# Source information
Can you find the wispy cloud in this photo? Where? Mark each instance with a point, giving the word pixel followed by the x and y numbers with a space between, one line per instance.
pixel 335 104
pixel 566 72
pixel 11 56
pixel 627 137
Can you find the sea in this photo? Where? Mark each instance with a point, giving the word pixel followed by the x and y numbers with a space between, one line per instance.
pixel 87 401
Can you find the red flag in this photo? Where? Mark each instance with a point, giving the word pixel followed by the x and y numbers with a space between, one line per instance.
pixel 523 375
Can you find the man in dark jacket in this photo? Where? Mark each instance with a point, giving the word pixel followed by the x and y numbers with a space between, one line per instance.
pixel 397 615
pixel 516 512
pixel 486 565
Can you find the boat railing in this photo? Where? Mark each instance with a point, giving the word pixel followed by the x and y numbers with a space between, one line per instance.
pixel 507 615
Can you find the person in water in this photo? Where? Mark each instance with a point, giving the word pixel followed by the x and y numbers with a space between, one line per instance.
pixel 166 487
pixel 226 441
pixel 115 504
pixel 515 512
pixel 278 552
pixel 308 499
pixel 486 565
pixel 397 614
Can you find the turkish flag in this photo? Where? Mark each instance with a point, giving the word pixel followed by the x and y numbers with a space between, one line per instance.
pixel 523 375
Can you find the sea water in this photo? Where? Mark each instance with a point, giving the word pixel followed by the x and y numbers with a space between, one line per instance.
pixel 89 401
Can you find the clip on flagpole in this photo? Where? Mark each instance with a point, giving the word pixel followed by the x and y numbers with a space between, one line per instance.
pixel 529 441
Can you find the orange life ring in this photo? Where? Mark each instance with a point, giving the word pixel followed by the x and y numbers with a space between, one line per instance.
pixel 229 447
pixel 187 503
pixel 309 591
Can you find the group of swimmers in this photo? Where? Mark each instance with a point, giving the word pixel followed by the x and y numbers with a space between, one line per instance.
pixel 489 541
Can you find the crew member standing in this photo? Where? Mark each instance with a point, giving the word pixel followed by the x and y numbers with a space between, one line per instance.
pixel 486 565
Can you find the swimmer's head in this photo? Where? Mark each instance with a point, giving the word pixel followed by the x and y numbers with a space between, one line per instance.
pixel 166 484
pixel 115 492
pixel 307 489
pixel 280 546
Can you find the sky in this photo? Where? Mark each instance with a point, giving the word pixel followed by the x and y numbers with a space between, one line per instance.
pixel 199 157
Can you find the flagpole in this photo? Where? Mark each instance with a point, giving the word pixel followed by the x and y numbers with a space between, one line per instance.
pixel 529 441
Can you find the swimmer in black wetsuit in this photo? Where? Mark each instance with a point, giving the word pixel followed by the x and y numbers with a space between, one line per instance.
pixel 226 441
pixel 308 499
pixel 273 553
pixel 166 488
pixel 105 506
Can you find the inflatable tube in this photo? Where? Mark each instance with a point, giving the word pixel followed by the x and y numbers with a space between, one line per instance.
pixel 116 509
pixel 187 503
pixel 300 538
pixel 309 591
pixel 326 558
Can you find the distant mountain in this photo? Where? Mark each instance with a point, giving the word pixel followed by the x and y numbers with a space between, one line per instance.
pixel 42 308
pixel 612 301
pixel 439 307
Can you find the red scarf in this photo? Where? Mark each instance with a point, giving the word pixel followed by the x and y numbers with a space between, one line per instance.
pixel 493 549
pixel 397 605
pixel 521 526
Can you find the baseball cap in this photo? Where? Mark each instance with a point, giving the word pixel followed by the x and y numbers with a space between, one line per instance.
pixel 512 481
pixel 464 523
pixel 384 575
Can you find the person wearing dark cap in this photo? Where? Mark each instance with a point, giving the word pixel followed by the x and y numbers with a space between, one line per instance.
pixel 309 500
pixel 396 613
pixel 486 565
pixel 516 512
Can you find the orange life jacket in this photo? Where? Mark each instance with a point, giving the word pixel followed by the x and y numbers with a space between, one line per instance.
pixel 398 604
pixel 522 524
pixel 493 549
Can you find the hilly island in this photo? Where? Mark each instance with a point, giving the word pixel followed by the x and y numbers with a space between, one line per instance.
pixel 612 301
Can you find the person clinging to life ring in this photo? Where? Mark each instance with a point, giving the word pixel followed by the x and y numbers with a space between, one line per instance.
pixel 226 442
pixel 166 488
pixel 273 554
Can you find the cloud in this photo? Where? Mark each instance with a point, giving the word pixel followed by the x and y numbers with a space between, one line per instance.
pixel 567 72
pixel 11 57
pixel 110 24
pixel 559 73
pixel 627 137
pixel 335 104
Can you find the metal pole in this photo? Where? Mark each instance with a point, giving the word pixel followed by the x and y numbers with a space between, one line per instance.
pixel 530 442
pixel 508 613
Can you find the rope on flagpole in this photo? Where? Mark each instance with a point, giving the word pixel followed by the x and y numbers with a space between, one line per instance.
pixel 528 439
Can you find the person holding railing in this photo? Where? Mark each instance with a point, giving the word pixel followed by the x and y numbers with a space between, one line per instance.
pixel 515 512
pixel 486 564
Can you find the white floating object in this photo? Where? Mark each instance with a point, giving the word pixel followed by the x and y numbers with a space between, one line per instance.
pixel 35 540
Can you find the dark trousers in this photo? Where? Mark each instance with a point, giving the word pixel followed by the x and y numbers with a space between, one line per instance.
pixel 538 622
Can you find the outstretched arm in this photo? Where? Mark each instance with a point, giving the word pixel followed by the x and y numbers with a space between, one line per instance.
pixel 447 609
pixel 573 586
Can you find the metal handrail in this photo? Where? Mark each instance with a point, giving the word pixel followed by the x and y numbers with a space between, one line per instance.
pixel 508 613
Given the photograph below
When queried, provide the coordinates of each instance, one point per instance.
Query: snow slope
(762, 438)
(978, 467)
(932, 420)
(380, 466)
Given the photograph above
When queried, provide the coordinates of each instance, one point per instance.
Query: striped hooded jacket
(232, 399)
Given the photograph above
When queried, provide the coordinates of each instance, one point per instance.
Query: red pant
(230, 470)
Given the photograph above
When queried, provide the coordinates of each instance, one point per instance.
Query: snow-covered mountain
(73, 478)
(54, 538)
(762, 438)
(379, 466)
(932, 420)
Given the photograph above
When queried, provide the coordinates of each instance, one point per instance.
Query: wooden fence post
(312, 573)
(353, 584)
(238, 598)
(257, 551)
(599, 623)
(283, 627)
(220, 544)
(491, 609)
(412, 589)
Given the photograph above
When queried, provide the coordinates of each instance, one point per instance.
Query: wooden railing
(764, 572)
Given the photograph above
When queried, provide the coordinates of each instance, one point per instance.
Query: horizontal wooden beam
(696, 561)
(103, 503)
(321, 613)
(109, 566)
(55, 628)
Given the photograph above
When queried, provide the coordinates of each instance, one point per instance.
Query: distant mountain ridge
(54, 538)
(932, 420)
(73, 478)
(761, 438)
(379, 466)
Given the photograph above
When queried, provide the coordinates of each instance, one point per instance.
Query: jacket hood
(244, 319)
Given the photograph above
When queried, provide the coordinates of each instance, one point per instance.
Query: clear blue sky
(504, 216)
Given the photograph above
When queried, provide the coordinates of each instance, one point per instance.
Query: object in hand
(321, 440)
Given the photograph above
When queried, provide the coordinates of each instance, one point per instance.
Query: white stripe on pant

# Required action
Without any alteration, repeat the entire listing.

# Written response
Can you find the wispy cloud in this photo? Where? Mark each instance with a point, giving the word pixel followed by the x and y numbers with a space between, one line per instance.
pixel 335 104
pixel 566 72
pixel 11 56
pixel 627 137
Can you find the sea in this photo? Where? Mark each instance with a point, giving the word pixel followed by the x and y numbers with a space between, one line per instance.
pixel 87 401
Can you find the red flag in this photo? Where? Mark each instance with a point, giving the word pixel followed by the x and y numbers with a space between, one line per instance.
pixel 523 375
Can you find the man in dark jacket in this photo? Where? Mark each instance with a point, giving the word pixel followed by the x and y numbers with a space between, one line per instance.
pixel 397 615
pixel 516 512
pixel 486 565
Can you find the boat railing in this photo? Where? Mark each instance with a point, giving the word pixel followed by the x and y numbers with a space between, one line per instance.
pixel 507 615
Can you find the person in water in this photo? Where? Mark each instance with a point, giving the word pixel followed by the x and y numbers with a space between, one line per instance.
pixel 166 487
pixel 226 441
pixel 115 504
pixel 515 512
pixel 278 552
pixel 308 499
pixel 486 565
pixel 397 614
Can you find the turkish flag in this photo? Where? Mark each instance with a point, giving the word pixel followed by the x and y numbers with a space between, one line per instance.
pixel 523 375
Can you find the sea water in this photo? Where? Mark each instance with a point, giving the word pixel followed by the x and y numbers with a space between, one line per instance.
pixel 89 401
Can you find the clip on flagpole in this photo? Where? Mark each instance with a point, giving the word pixel followed by the x and y numbers with a space between, one line per instance.
pixel 529 441
Can you find the orange life ring in this photo? Where? Mark each instance with a point, giving the word pixel followed by the x and y numbers with a space between, one line per instance.
pixel 229 447
pixel 187 503
pixel 309 591
Can you find the group of swimmers in this photo? Where? Mark each instance with a point, giving the word pixel followed by the x and y numbers with a space between, one line per instance.
pixel 489 541
Can you find the crew member standing in this photo? Where? Mark each instance with a point, giving the word pixel followed by the x and y numbers with a space between, one line per instance.
pixel 486 565
Can you find the swimmer's head in this photo? Where? Mark each instance with a point, giving the word pixel followed by the x and y numbers with a space between, one line per instance.
pixel 166 484
pixel 115 492
pixel 307 489
pixel 280 546
Can you find the sky in this photo? Where? Mark each instance with a point, giving the word pixel followed by the x and y numbers with a space between, one line per instance.
pixel 199 157
Can you find the flagpole in this photo? Where? Mark each instance with a point, giving the word pixel followed by the x and y numbers with a space between, one line per instance.
pixel 529 441
Can you find the swimmer in black wetsuit in this photo? Where? Mark each instance with a point, giving the word pixel followed by the x and y numbers with a space between, one line per instance.
pixel 226 441
pixel 308 499
pixel 273 553
pixel 166 488
pixel 105 506
Can you find the inflatable tube in this photo? Where? Mark each instance with a point, giving the word pixel followed by the x and y numbers with a space between, one line per instance.
pixel 116 509
pixel 187 503
pixel 300 538
pixel 309 591
pixel 326 558
Can you find the distant mountain in this photo? Where? Mark each instance with a point, giving the word pixel followed by the x and y numbers with a space between, one line per instance.
pixel 42 308
pixel 612 301
pixel 439 307
Can you find the red scarf in this photo? Where? Mark each instance with a point, giving the word pixel followed by the x and y numbers with a space between, one line per instance.
pixel 493 549
pixel 397 605
pixel 521 526
Can you find the baseball cap in this photo? Where? Mark each instance with a point, giving the word pixel followed by the x and y numbers with a space between, one line per instance.
pixel 512 481
pixel 464 523
pixel 384 575
Can you find the person wearing dark cap in this photo? Where? Mark each instance with a point, giving the word pixel followed by the x and y numbers with a space between, one line per instance.
pixel 309 500
pixel 396 613
pixel 486 565
pixel 516 512
Can you find the orange life jacket in this photo? Where? Mark each instance with a point, giving the word pixel followed by the x and y numbers with a space between, one line per instance.
pixel 398 604
pixel 522 524
pixel 493 549
Can you find the hilly island in this photo? Where? Mark each instance with a point, giving the word pixel followed by the x and y numbers with a space between, one line per instance.
pixel 612 301
Can you find the person clinging to life ring in this photo? Where? Mark each instance with a point, giving the word pixel followed by the x and y numbers with a space between, one line per instance.
pixel 226 442
pixel 166 488
pixel 273 554
Can you find the cloud in this photo? Where? Mark each instance with a point, giving the word pixel followed by the x and y numbers with a space between, one line per instance.
pixel 567 72
pixel 11 57
pixel 110 24
pixel 559 73
pixel 627 137
pixel 335 104
Can you find the metal pole in this photo? Where? Mark each instance with a point, giving the word pixel followed by the x and y numbers with a space between, one line per instance.
pixel 530 442
pixel 508 613
Can you find the rope on flagpole in this photo? Where? Mark each instance with a point, giving the word pixel followed by the x and y numbers with a space between, one line per instance.
pixel 528 439
Can you find the person holding railing in this photo? Where? Mark each instance with a point, giving the word pixel followed by the x and y numbers with a space between, one line per instance.
pixel 515 512
pixel 486 564
Can you find the white floating object in this photo? Where? Mark each instance with a point, giving the word pixel followed by the x and y numbers with a space between, one line per instance.
pixel 35 540
Can you find the dark trousers in this photo? Where? Mark each instance with a point, giving the word pixel followed by the x and y numbers with a space between, one line per instance.
pixel 538 622
Can you find the outstretched arm in this photo? Where? Mark each instance with a point, giving the word pixel followed by the x and y numbers with a space between, one line per instance.
pixel 447 609
pixel 573 586
Can you find the metal handrail in this photo? Where? Mark each instance with a point, giving the word pixel followed by the x and y numbers with a space between, one line per instance.
pixel 508 613
Given the photograph below
When queried, provide the coordinates of each instance, one point per instance.
Query: snow slope
(762, 438)
(978, 467)
(932, 420)
(380, 466)
Given the photograph above
When queried, provide the coordinates of each instance, one point per instance.
Query: striped hooded jacket
(232, 399)
Given the photograph above
When queried, provide the coordinates of each instance, one point per instance.
Query: red pant
(230, 470)
Given the photograph above
When queried, provide the coordinates of each instance, one point per instance.
Query: snow-covered mountain
(73, 478)
(54, 538)
(762, 438)
(379, 466)
(932, 420)
Given the photograph above
When queried, provide the coordinates of each instance, one point per instance.
Query: wooden fence post
(312, 573)
(353, 584)
(238, 598)
(257, 551)
(599, 623)
(283, 627)
(220, 544)
(491, 609)
(412, 589)
Given the photograph above
When queried, provide the coordinates of each instance, one point per instance.
Query: wooden railing
(764, 572)
Given the photograph above
When queried, provide the coordinates of each instance, one point per instance.
Query: horizontal wooden beam
(696, 561)
(103, 503)
(321, 613)
(109, 566)
(55, 628)
Given the photograph above
When queried, provide the coordinates of each instance, one point per instance.
Query: distant mountain ridge
(54, 538)
(932, 420)
(73, 478)
(761, 438)
(379, 466)
Given the photograph above
When queried, provide the coordinates of each instance, one point per instance.
Query: jacket hood
(244, 319)
Given the photograph above
When queried, provide the coordinates of each instance, one point per instance.
Query: clear blue sky
(504, 216)
Given the photograph above
When queried, provide the coordinates of each instance, one point per instance.
Query: object in hand
(321, 440)
Given the photograph above
When queried, provide the coordinates of each instance, one point per instance.
Query: white stripe on pant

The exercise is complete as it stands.